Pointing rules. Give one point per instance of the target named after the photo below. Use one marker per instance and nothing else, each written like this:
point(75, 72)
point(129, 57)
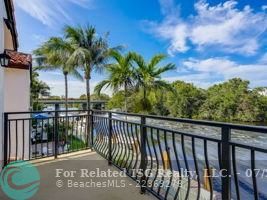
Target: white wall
point(2, 15)
point(16, 90)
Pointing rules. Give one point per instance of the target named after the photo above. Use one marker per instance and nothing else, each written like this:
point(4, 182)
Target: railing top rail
point(261, 129)
point(38, 112)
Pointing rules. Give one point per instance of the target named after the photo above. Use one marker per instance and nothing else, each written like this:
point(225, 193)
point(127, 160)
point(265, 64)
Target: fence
point(180, 163)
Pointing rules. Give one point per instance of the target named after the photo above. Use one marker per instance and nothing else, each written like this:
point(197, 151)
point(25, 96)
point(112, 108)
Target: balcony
point(164, 158)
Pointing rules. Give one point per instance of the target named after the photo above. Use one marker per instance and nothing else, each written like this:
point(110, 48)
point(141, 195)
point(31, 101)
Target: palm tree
point(121, 75)
point(53, 55)
point(149, 75)
point(90, 52)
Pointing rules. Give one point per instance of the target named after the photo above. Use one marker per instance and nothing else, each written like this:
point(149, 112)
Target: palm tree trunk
point(88, 94)
point(66, 107)
point(144, 100)
point(88, 140)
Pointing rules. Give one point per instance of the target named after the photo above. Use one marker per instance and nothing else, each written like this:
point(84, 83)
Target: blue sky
point(209, 41)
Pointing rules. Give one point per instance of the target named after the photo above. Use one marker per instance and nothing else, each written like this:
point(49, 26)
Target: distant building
point(15, 68)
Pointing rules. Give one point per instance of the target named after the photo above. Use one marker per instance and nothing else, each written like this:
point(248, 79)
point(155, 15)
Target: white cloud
point(207, 72)
point(50, 12)
point(223, 26)
point(264, 7)
point(76, 88)
point(263, 59)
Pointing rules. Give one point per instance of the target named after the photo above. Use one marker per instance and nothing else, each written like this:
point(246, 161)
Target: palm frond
point(101, 85)
point(165, 68)
point(156, 60)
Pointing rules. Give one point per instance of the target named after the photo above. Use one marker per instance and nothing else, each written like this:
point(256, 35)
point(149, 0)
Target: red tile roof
point(19, 60)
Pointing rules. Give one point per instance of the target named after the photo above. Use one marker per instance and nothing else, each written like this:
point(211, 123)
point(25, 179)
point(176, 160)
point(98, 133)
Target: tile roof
point(19, 60)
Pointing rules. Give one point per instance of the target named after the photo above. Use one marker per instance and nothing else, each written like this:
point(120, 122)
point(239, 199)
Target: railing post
point(143, 138)
point(92, 129)
point(56, 130)
point(5, 138)
point(110, 138)
point(226, 163)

----

Do this: Lay out every line of the records above as a Markdown table with the columns Row and Line, numbering the rows and skipping blank lines. Leave the pictures out of the table.

Output of the task:
| Row | Line |
|---|---|
| 1 | Pointing rules. Give one point per instance of the target named after the photo below. Use one marker per instance and nothing else, each written like this: |
| 2 | point(75, 72) |
| 3 | point(129, 57) |
| 4 | Target: white wall |
| 5 | point(2, 15) |
| 6 | point(16, 90) |
| 7 | Pointing rules. Give one point per instance of the target named after the photo above. Use one marker per instance and nothing else, each written like this: |
| 8 | point(4, 182) |
| 9 | Target: railing top rail |
| 10 | point(261, 129) |
| 11 | point(38, 112) |
| 12 | Pointing rules. Give one point per instance of the target named after the photo above. Use one marker per instance and nothing else, each written like this: |
| 13 | point(225, 193) |
| 14 | point(127, 160) |
| 15 | point(265, 64) |
| 16 | Target: fence |
| 17 | point(180, 163) |
| 18 | Pointing rules. Give one point per instance of the target named after the photo above. Use one marker per instance and nothing else, each written like this: |
| 19 | point(197, 151) |
| 20 | point(25, 96) |
| 21 | point(112, 108) |
| 22 | Target: balcony |
| 23 | point(164, 158) |
| 24 | Pointing rules. Give one point per instance of the target named after the photo above. Use one marker per instance and nothing else, each written like this: |
| 25 | point(110, 48) |
| 26 | point(141, 195) |
| 27 | point(31, 101) |
| 28 | Target: palm tree |
| 29 | point(121, 75) |
| 30 | point(53, 55) |
| 31 | point(149, 75) |
| 32 | point(90, 52) |
| 33 | Pointing rules. Give one point per instance of the target named after the photo above. Use one marker per instance and nothing else, each written like this: |
| 34 | point(149, 112) |
| 35 | Target: palm tree trunk |
| 36 | point(88, 94) |
| 37 | point(66, 107) |
| 38 | point(144, 100) |
| 39 | point(88, 140) |
| 40 | Pointing rules. Give one point per instance of the target named after the photo above. Use one marker per instance and nothing else, each written like this: |
| 41 | point(84, 83) |
| 42 | Target: blue sky |
| 43 | point(209, 41) |
| 44 | Pointing rules. Give one point per instance of the target named after the photo above. Use one marker per instance and nothing else, each written like this: |
| 45 | point(49, 26) |
| 46 | Target: distant building |
| 47 | point(15, 68) |
| 48 | Pointing rules. Give one point per instance of the target named after the photo above. Use one marker per instance and nothing else, each written like this: |
| 49 | point(248, 79) |
| 50 | point(155, 15) |
| 51 | Target: white cloud |
| 52 | point(207, 72) |
| 53 | point(50, 12) |
| 54 | point(223, 26) |
| 55 | point(264, 7) |
| 56 | point(76, 88) |
| 57 | point(263, 59) |
| 58 | Pointing rules. Give one point per instance of the target named after the photo above. Use one marker per instance and nothing else, each written like this: |
| 59 | point(246, 161) |
| 60 | Target: palm frond |
| 61 | point(101, 85) |
| 62 | point(165, 68) |
| 63 | point(156, 60) |
| 64 | Pointing rules. Give one point per instance of the target named after the photo above. Use one marker per instance and nothing else, each written like this: |
| 65 | point(256, 35) |
| 66 | point(149, 0) |
| 67 | Target: red tile roof |
| 68 | point(19, 60) |
| 69 | Pointing rules. Give one point per instance of the target named after the photo above. Use one marker per instance and nothing else, each written like this: |
| 70 | point(211, 123) |
| 71 | point(25, 179) |
| 72 | point(176, 160) |
| 73 | point(98, 133) |
| 74 | Target: tile roof |
| 75 | point(19, 60) |
| 76 | Pointing rules. Give one point per instance of the target named after the photo above. Use one marker per instance and nothing else, each written like this: |
| 77 | point(120, 122) |
| 78 | point(239, 199) |
| 79 | Target: railing post |
| 80 | point(143, 138) |
| 81 | point(92, 129) |
| 82 | point(56, 130) |
| 83 | point(5, 138) |
| 84 | point(110, 138) |
| 85 | point(226, 163) |